Dataset items:

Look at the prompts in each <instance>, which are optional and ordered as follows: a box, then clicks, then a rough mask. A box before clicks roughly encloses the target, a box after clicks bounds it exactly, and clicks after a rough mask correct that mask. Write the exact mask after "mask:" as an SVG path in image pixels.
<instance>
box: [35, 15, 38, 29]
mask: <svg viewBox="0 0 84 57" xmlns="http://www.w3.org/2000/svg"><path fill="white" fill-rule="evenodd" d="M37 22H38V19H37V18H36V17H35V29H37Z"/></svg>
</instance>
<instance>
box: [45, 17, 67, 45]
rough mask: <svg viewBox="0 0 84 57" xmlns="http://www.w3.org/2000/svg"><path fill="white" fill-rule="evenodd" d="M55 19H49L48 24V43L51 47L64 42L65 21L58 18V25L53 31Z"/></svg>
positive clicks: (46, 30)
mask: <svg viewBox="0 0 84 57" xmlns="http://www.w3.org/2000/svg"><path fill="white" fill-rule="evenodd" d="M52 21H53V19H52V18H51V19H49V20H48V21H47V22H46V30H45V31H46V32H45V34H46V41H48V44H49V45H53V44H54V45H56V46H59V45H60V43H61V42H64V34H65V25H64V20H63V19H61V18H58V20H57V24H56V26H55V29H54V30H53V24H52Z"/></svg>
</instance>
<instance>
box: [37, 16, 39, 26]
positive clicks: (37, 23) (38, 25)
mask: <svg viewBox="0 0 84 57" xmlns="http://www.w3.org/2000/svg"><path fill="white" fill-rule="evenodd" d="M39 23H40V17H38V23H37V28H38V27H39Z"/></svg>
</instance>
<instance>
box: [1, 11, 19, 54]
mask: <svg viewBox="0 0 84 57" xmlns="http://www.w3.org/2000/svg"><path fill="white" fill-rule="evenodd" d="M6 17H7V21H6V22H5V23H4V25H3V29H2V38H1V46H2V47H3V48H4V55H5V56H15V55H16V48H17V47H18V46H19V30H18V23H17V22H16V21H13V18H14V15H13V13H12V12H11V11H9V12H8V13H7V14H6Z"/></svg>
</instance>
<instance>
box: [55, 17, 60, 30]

PROBLEM REQUIREMENTS: All the lines above must be output exactly, with none omitted.

RESULT:
Look at the prompts in each <instance>, which are optional and ordered as follows: a box, then clicks, then a rough mask. A box before clicks roughly encloses the target, a box after clicks bounds it exactly, and clicks after a rough mask correct that mask. Write the exact mask after "mask:" as an SVG path in image pixels.
<instance>
box: [35, 15, 38, 29]
mask: <svg viewBox="0 0 84 57" xmlns="http://www.w3.org/2000/svg"><path fill="white" fill-rule="evenodd" d="M37 22H38V19H37V18H36V17H35V29H37Z"/></svg>
</instance>
<instance>
box: [45, 17, 67, 45]
rough mask: <svg viewBox="0 0 84 57" xmlns="http://www.w3.org/2000/svg"><path fill="white" fill-rule="evenodd" d="M55 19H49L48 24V43L51 47L64 42L65 21L58 18V25L53 31Z"/></svg>
positive clicks: (46, 30)
mask: <svg viewBox="0 0 84 57" xmlns="http://www.w3.org/2000/svg"><path fill="white" fill-rule="evenodd" d="M52 21H53V19H52V18H51V19H49V20H48V21H47V22H46V30H45V31H46V32H45V34H46V41H48V44H49V45H53V44H54V45H56V46H59V45H60V43H61V42H64V34H65V25H64V20H63V19H61V18H58V20H57V24H56V26H55V29H54V30H53V24H52Z"/></svg>
</instance>
<instance>
box: [37, 16, 39, 26]
positive clicks: (37, 23) (38, 25)
mask: <svg viewBox="0 0 84 57" xmlns="http://www.w3.org/2000/svg"><path fill="white" fill-rule="evenodd" d="M39 23H40V17H38V23H37V28H38V27H39Z"/></svg>
</instance>
<instance>
box: [1, 11, 19, 54]
mask: <svg viewBox="0 0 84 57" xmlns="http://www.w3.org/2000/svg"><path fill="white" fill-rule="evenodd" d="M6 17H7V21H6V22H5V23H4V25H3V29H2V38H1V46H2V47H3V48H4V55H5V56H15V55H16V48H17V47H18V46H19V30H18V23H17V22H16V21H13V18H14V15H13V13H12V12H11V11H9V12H8V13H7V14H6Z"/></svg>
</instance>
<instance>
box: [55, 17, 60, 30]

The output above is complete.